*Short task*:
Can you write out every line again, from the line with "Definition for annotators: for every instance of the tall" to the line with "[[65, 69], [309, 67]]", and add -84 to each coordinate in the answers while leaving all other text unchanged?
* Start Records for the task *
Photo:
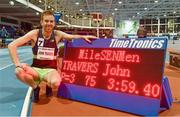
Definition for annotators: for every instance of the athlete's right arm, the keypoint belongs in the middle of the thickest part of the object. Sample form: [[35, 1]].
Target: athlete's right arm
[[19, 42]]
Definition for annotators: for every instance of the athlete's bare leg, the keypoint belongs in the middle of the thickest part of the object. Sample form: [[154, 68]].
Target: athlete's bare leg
[[27, 75], [53, 79]]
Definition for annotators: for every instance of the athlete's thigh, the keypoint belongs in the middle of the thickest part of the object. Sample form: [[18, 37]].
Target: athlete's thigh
[[32, 72], [53, 76]]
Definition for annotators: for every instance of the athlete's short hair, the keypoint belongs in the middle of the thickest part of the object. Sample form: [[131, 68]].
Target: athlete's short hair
[[47, 12]]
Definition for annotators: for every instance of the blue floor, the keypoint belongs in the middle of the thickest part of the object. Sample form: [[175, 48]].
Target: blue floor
[[12, 91]]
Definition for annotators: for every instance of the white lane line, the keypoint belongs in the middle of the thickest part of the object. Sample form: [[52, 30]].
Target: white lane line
[[25, 108], [13, 63]]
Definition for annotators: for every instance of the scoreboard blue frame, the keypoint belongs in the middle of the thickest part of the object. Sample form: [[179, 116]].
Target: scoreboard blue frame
[[132, 103]]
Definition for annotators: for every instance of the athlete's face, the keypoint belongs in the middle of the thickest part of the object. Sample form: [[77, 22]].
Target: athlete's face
[[48, 23]]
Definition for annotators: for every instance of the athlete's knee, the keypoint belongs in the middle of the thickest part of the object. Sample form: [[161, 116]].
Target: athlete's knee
[[55, 82]]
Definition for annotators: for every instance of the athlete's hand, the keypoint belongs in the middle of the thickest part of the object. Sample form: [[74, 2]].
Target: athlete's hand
[[88, 38], [21, 66]]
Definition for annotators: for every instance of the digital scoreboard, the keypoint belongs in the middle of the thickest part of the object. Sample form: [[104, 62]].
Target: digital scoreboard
[[122, 74]]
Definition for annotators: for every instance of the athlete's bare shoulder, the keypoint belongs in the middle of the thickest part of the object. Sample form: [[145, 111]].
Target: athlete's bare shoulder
[[58, 35]]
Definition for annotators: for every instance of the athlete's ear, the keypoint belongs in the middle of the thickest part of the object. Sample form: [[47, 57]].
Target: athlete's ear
[[41, 22]]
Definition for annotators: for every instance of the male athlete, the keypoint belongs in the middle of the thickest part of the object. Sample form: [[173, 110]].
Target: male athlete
[[44, 46]]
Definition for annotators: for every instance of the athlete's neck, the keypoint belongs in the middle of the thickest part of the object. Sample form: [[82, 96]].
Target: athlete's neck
[[46, 34]]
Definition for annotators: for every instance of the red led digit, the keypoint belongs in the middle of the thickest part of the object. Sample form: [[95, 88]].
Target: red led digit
[[152, 90], [111, 82], [124, 85], [132, 87], [90, 80], [147, 90], [155, 90]]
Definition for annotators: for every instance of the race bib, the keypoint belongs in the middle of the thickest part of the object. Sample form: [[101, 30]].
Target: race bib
[[45, 53]]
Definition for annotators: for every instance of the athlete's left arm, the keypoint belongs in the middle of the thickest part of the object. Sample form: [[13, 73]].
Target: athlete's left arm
[[66, 36]]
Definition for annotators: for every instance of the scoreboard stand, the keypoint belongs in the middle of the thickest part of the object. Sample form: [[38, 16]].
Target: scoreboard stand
[[121, 102]]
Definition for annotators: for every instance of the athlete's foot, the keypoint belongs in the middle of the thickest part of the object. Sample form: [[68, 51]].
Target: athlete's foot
[[36, 94], [49, 91]]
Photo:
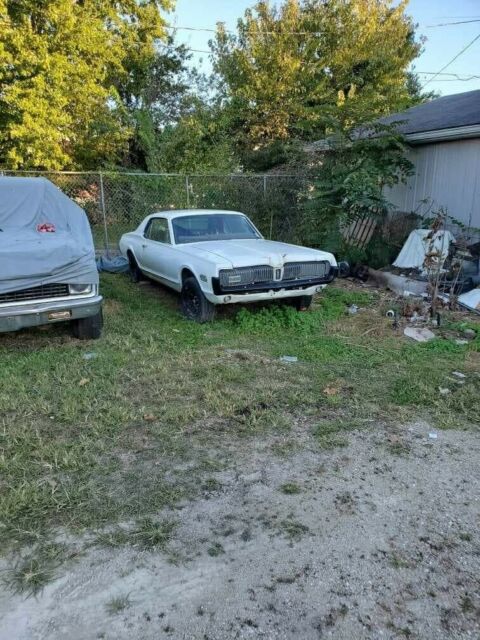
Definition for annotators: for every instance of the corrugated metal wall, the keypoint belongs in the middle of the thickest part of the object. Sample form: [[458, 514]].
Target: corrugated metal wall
[[447, 175]]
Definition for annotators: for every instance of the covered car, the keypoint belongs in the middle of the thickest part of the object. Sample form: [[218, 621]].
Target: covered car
[[47, 259]]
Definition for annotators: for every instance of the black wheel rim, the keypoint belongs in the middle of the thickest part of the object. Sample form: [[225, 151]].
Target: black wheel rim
[[192, 303]]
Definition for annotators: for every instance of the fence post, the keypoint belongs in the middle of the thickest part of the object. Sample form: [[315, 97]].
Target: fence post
[[104, 213], [187, 187], [265, 200]]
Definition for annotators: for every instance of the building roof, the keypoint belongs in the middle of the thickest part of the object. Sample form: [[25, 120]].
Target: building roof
[[460, 111]]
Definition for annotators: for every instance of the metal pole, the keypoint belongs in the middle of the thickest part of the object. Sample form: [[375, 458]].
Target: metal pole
[[104, 213], [187, 187], [265, 199]]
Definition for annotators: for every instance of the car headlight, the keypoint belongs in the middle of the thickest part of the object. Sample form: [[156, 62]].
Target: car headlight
[[76, 289]]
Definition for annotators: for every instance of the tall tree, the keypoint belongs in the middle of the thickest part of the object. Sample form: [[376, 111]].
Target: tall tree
[[65, 69], [309, 67]]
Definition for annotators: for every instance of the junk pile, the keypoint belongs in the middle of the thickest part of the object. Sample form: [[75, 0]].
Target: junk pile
[[434, 266]]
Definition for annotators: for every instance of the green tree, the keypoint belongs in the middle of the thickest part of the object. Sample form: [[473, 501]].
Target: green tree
[[311, 67], [66, 68]]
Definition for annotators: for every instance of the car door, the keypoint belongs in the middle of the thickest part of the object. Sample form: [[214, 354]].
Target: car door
[[157, 251]]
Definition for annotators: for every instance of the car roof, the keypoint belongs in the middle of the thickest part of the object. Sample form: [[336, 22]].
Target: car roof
[[174, 213]]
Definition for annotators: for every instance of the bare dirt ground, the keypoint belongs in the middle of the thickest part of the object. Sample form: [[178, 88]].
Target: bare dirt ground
[[377, 539]]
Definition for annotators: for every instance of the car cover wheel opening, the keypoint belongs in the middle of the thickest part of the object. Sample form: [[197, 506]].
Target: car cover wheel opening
[[135, 273], [195, 305]]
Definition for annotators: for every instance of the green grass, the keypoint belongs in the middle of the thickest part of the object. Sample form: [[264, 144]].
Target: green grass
[[30, 573], [88, 444], [290, 488], [118, 604]]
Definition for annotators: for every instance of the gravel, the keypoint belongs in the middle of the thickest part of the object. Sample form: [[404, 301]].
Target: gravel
[[380, 541]]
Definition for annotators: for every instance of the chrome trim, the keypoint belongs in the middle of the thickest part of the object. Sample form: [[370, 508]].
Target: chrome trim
[[87, 297], [47, 306]]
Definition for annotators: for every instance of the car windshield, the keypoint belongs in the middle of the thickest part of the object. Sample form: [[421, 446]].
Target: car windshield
[[212, 226]]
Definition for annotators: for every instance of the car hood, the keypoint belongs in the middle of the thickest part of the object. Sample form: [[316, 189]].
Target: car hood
[[245, 253]]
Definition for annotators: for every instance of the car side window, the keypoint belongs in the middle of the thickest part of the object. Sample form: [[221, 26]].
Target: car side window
[[157, 230]]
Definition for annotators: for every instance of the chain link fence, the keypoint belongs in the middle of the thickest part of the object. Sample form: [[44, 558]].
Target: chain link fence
[[117, 202]]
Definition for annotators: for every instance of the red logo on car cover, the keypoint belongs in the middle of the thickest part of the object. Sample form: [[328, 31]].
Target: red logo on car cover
[[46, 227]]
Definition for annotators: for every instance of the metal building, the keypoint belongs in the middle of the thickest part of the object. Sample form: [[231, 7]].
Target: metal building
[[444, 135]]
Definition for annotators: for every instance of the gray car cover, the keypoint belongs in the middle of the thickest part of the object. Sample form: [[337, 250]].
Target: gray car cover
[[29, 257]]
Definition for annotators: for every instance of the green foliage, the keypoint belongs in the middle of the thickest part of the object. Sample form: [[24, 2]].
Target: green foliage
[[305, 69], [352, 176], [64, 69], [198, 143]]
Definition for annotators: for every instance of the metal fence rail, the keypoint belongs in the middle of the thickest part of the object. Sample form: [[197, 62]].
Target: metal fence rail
[[118, 202]]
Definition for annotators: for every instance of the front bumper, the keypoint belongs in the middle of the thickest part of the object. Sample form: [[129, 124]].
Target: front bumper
[[15, 317], [268, 290], [228, 298]]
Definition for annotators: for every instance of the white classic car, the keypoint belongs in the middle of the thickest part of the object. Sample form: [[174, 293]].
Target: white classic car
[[219, 257]]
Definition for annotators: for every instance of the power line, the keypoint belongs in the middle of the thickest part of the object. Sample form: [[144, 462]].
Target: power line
[[448, 24], [454, 76], [477, 37], [263, 33]]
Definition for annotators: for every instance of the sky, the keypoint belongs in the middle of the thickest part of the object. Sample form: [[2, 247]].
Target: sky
[[442, 43]]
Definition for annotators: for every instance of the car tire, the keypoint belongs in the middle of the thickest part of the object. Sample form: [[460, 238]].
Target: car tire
[[88, 328], [134, 270], [301, 303], [195, 305]]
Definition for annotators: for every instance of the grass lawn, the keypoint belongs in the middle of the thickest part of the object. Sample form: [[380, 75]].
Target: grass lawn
[[97, 439]]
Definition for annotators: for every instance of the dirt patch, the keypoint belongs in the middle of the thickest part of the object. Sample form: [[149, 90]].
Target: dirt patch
[[372, 545]]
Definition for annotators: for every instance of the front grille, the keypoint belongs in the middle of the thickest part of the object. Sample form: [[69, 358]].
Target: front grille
[[305, 270], [36, 293], [245, 275]]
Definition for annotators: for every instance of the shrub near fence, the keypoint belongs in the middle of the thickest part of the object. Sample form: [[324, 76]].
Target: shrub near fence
[[118, 202]]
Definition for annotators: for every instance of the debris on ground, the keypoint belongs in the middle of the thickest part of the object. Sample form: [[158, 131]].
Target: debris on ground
[[117, 264], [419, 334], [470, 300], [419, 244]]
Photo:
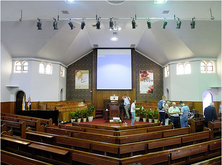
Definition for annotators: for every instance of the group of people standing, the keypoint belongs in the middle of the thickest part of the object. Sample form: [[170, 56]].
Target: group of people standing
[[176, 114]]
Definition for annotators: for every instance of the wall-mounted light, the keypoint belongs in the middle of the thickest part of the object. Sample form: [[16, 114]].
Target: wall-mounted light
[[55, 24], [83, 24], [133, 24], [148, 24], [114, 37], [164, 23], [71, 24], [39, 24], [192, 23], [178, 23]]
* End Records for the task *
*Complete answer*:
Definition for annotators: for every instance of the tall tree, the keypoint belongs in the middle of the thickest part of the object. Sample form: [[376, 111]].
Target: tall tree
[[-19, -15], [225, -17]]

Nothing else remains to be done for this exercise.